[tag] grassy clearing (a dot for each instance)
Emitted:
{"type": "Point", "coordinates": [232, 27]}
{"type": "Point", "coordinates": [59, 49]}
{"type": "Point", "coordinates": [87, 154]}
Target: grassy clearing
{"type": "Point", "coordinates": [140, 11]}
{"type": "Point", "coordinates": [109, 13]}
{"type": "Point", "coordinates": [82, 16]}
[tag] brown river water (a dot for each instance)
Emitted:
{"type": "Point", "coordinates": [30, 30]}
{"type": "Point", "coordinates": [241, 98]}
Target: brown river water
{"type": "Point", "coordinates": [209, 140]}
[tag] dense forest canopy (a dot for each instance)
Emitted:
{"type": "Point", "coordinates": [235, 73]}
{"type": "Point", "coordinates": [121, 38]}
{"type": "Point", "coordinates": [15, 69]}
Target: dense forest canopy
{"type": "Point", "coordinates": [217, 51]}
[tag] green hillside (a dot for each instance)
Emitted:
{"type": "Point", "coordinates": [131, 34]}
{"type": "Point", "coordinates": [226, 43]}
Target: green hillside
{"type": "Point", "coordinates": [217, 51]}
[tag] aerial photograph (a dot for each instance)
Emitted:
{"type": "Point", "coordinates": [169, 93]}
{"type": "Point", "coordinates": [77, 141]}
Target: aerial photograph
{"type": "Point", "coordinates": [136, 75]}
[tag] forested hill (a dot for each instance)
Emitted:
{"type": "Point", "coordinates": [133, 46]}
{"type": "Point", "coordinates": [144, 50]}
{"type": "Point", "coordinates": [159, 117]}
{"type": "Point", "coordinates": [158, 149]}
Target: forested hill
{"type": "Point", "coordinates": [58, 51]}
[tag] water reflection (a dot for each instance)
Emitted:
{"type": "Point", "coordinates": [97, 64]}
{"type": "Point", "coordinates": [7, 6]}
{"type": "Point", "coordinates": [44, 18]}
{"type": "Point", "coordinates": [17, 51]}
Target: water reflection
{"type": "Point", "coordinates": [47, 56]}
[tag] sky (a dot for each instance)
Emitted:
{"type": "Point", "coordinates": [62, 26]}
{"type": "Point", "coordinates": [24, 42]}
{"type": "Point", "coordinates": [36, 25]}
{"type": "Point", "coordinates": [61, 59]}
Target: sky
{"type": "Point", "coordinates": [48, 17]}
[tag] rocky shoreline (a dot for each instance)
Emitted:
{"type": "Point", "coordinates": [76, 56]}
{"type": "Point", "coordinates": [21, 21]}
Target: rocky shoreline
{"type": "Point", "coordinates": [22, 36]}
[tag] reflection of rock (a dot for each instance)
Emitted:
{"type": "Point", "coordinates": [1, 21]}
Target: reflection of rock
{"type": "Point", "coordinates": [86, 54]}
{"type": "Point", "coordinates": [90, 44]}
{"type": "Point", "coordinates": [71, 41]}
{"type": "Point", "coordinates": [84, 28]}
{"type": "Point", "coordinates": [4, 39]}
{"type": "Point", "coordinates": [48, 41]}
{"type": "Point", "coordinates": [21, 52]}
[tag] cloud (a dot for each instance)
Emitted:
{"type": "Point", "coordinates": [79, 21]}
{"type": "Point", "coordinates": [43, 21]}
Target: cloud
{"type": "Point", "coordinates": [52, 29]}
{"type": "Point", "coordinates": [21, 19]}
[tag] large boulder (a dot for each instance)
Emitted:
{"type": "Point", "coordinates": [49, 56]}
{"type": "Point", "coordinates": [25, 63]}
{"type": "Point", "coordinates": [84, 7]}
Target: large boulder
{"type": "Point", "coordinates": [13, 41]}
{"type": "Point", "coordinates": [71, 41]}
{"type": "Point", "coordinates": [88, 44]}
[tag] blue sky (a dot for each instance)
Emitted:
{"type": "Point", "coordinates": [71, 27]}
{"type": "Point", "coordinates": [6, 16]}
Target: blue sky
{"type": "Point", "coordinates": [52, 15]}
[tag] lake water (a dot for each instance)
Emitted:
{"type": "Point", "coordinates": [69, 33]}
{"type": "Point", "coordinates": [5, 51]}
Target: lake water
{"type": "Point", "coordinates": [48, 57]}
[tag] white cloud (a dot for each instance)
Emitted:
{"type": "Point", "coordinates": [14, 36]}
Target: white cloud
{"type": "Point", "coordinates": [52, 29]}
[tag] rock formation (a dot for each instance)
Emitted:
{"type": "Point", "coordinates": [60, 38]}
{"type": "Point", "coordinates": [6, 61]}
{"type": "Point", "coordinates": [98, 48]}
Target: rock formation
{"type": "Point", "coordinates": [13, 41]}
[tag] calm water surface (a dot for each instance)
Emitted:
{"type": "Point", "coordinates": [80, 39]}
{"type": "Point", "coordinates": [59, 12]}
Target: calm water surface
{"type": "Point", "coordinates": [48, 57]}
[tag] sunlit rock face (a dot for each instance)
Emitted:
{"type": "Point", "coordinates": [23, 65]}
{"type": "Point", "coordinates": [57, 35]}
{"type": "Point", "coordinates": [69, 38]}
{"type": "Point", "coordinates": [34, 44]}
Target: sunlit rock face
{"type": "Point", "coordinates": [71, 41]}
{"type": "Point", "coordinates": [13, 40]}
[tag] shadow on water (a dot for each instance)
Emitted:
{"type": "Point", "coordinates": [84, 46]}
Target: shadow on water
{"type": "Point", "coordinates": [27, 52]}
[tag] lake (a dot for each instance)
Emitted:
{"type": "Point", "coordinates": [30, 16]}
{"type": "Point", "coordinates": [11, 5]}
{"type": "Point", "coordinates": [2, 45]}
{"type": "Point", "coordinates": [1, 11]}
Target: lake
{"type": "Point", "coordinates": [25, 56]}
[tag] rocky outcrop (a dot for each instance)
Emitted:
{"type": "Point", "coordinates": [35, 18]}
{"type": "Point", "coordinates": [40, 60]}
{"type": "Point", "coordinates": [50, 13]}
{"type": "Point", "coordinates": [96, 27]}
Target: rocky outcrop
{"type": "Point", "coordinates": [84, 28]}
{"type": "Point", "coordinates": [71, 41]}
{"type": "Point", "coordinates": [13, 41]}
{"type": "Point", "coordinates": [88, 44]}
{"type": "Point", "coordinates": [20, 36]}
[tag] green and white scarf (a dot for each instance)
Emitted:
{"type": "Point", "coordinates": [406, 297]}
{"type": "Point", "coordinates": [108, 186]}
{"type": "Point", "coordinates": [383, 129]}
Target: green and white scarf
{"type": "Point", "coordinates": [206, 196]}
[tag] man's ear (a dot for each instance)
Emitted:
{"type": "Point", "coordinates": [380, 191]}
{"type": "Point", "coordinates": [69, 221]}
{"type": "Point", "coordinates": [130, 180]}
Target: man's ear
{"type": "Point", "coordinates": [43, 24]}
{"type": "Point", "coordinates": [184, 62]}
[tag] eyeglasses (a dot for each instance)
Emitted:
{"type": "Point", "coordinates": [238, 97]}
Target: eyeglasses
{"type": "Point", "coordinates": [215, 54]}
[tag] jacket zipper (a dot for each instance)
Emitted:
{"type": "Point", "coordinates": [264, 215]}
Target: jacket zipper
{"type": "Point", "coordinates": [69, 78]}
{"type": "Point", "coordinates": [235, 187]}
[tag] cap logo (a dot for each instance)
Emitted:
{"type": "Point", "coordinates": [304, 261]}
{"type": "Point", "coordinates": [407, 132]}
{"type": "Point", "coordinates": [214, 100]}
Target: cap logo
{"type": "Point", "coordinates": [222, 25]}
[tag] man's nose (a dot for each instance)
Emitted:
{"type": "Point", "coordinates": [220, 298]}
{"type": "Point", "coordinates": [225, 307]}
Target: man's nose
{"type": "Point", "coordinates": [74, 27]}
--
• _WRITTEN PROBLEM_
Set down only these lines, exactly: the line containing "[tag] rocky outcrop (a dot for each instance)" and each line after it, through the end of the listing.

• _ANSWER TO THE EXERCISE_
[tag] rocky outcrop (a dot for each instance)
Emitted:
{"type": "Point", "coordinates": [35, 18]}
{"type": "Point", "coordinates": [40, 60]}
{"type": "Point", "coordinates": [50, 13]}
{"type": "Point", "coordinates": [96, 27]}
Target: rocky outcrop
{"type": "Point", "coordinates": [84, 28]}
{"type": "Point", "coordinates": [71, 41]}
{"type": "Point", "coordinates": [13, 41]}
{"type": "Point", "coordinates": [88, 44]}
{"type": "Point", "coordinates": [20, 36]}
[tag] green and white scarf (a dot for each instance)
Emitted:
{"type": "Point", "coordinates": [406, 297]}
{"type": "Point", "coordinates": [108, 186]}
{"type": "Point", "coordinates": [383, 129]}
Target: green and white scarf
{"type": "Point", "coordinates": [206, 196]}
[tag] man's ear (a dot for each instance)
Emitted:
{"type": "Point", "coordinates": [380, 191]}
{"type": "Point", "coordinates": [69, 221]}
{"type": "Point", "coordinates": [130, 180]}
Target: man's ear
{"type": "Point", "coordinates": [43, 24]}
{"type": "Point", "coordinates": [184, 62]}
[tag] eyeglasses (a dot for each instance)
Emitted:
{"type": "Point", "coordinates": [238, 97]}
Target: eyeglasses
{"type": "Point", "coordinates": [215, 54]}
[tag] jacket zipper (a dot for each instance)
Emitted:
{"type": "Point", "coordinates": [264, 215]}
Target: jacket zipper
{"type": "Point", "coordinates": [69, 78]}
{"type": "Point", "coordinates": [235, 187]}
[tag] cap logo (a dot for each instance)
Emitted:
{"type": "Point", "coordinates": [304, 261]}
{"type": "Point", "coordinates": [407, 132]}
{"type": "Point", "coordinates": [214, 100]}
Target: cap logo
{"type": "Point", "coordinates": [222, 25]}
[tag] man's nose (a dot for each instance)
Emitted:
{"type": "Point", "coordinates": [220, 298]}
{"type": "Point", "coordinates": [225, 307]}
Target: man's nose
{"type": "Point", "coordinates": [74, 27]}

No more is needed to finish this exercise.